## TASK REQUIREMENTS:
Render the items as a two-column CSV with the header row instruction,keypoints. Start at the beginning of the items and end with the line containing "(140, 1188)", including both ends. Give one row per item, put each field in quotes, replace line breaks with spaces, and leave the pictures out.

## SUPPLIED INFORMATION:
— START —

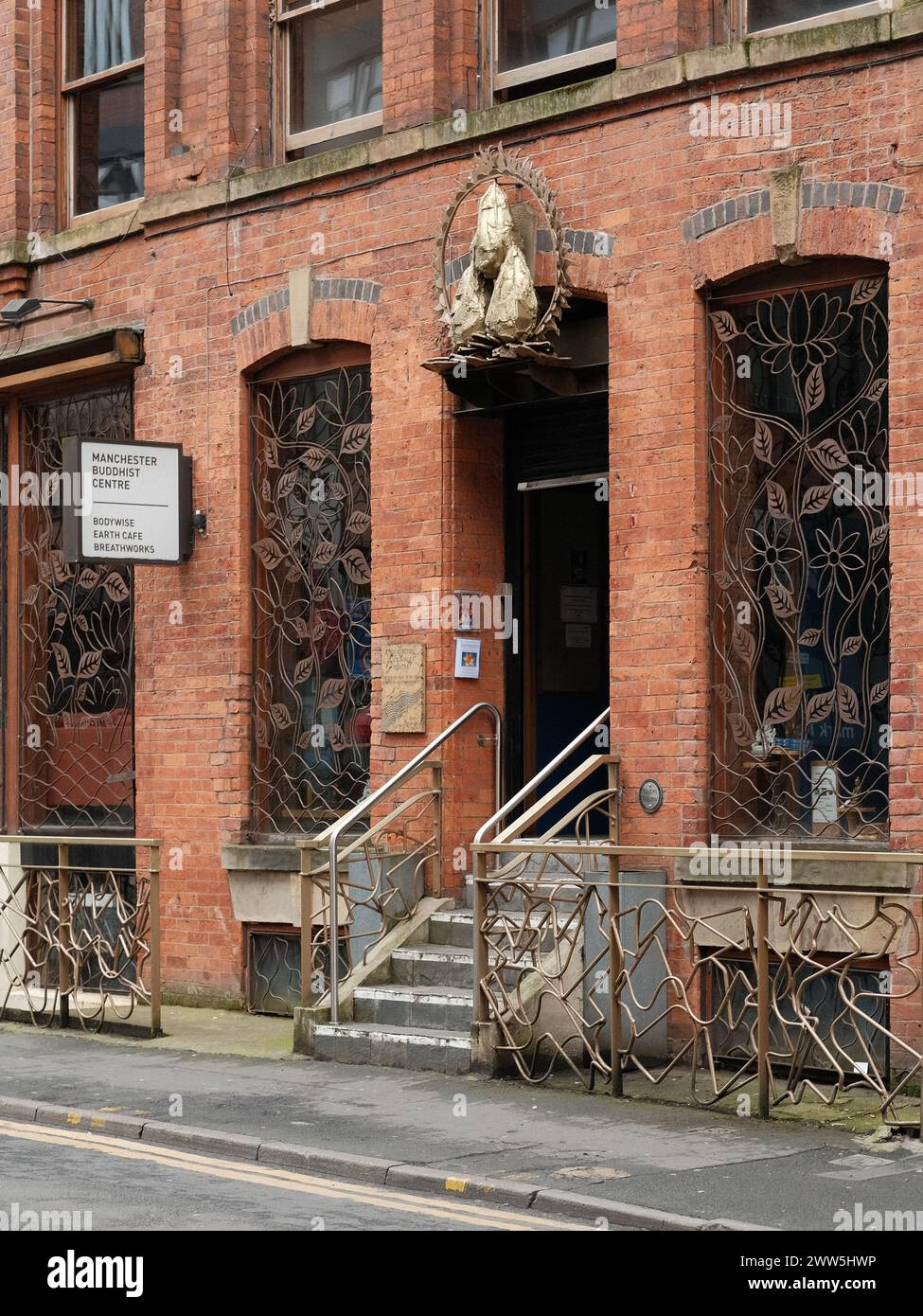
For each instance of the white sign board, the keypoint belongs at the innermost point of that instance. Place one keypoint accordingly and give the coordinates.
(132, 503)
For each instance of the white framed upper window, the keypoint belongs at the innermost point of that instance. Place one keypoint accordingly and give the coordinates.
(103, 90)
(767, 16)
(545, 39)
(333, 68)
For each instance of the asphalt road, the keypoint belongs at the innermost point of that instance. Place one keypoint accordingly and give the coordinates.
(677, 1160)
(140, 1188)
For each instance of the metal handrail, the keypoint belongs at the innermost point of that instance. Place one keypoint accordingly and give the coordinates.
(330, 836)
(504, 810)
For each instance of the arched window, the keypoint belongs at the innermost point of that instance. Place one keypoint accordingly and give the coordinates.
(801, 582)
(311, 591)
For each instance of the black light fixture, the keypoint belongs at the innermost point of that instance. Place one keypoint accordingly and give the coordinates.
(21, 308)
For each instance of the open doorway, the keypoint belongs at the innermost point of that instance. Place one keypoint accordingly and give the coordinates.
(558, 559)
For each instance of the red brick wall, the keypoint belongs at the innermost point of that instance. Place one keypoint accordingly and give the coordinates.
(437, 509)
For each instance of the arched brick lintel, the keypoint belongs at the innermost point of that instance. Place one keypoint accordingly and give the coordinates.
(747, 246)
(341, 311)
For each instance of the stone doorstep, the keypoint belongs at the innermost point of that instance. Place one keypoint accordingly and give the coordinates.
(394, 1046)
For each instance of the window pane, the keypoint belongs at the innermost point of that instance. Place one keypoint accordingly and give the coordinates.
(311, 599)
(110, 144)
(532, 30)
(801, 584)
(77, 651)
(775, 13)
(334, 64)
(103, 34)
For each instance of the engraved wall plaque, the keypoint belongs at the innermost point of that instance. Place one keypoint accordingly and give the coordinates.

— END —

## FINISHED TASK:
instruction,keypoints
"For each instance of the white sign board, the keypoint belongs at the innermost point of that instance. Place one keypoint accordingly and give the coordinates.","(132, 503)"
"For each instance of the white framed upper window, the keypoint belongs at the innermost point of that instance. Place one keypoint accordingly and give the coordinates.","(103, 90) (767, 16) (545, 39) (333, 68)"
"For each instance of the asphalt road, the keypoint belongs at the innermost point of that instance. Place one keypoint accordingly and give the coordinates.","(677, 1160) (140, 1188)"